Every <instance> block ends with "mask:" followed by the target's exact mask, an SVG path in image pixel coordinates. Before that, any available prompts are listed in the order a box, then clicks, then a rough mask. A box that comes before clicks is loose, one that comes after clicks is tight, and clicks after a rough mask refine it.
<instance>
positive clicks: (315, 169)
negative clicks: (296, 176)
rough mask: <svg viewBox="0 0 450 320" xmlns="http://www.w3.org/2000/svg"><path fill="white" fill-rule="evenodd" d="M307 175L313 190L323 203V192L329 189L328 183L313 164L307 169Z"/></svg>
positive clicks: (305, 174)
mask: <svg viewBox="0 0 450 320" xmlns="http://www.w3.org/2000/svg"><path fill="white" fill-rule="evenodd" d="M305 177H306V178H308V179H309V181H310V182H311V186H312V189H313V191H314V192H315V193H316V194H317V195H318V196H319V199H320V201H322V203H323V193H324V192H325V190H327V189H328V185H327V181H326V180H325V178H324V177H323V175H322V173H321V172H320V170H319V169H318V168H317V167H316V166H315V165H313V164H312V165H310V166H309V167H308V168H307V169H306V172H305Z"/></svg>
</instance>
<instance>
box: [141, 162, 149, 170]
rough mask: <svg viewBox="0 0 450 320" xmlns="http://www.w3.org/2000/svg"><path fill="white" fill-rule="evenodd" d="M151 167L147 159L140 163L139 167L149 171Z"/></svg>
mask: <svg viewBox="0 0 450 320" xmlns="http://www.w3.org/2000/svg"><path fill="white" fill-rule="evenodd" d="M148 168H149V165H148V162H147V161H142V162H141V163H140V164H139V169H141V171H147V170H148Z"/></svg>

• • •

Required action
Start with the first line. Please copy exactly each line of the listing through the one with "175L313 190L323 203V192L329", including it.

Problem solution
Every <instance> block ends with "mask:" followed by the target's exact mask, an SVG path in image pixel coordinates. Before that, any available prompts are listed in the order a box, then clicks, then a rough mask. A box that comes before clicks is loose, one that comes after clicks is tight, and clicks after a rough mask refine it.
<instance>
positive clicks: (315, 169)
negative clicks: (296, 176)
rough mask: <svg viewBox="0 0 450 320" xmlns="http://www.w3.org/2000/svg"><path fill="white" fill-rule="evenodd" d="M307 175L313 190L323 203V192L329 189L328 183L313 164L307 169Z"/></svg>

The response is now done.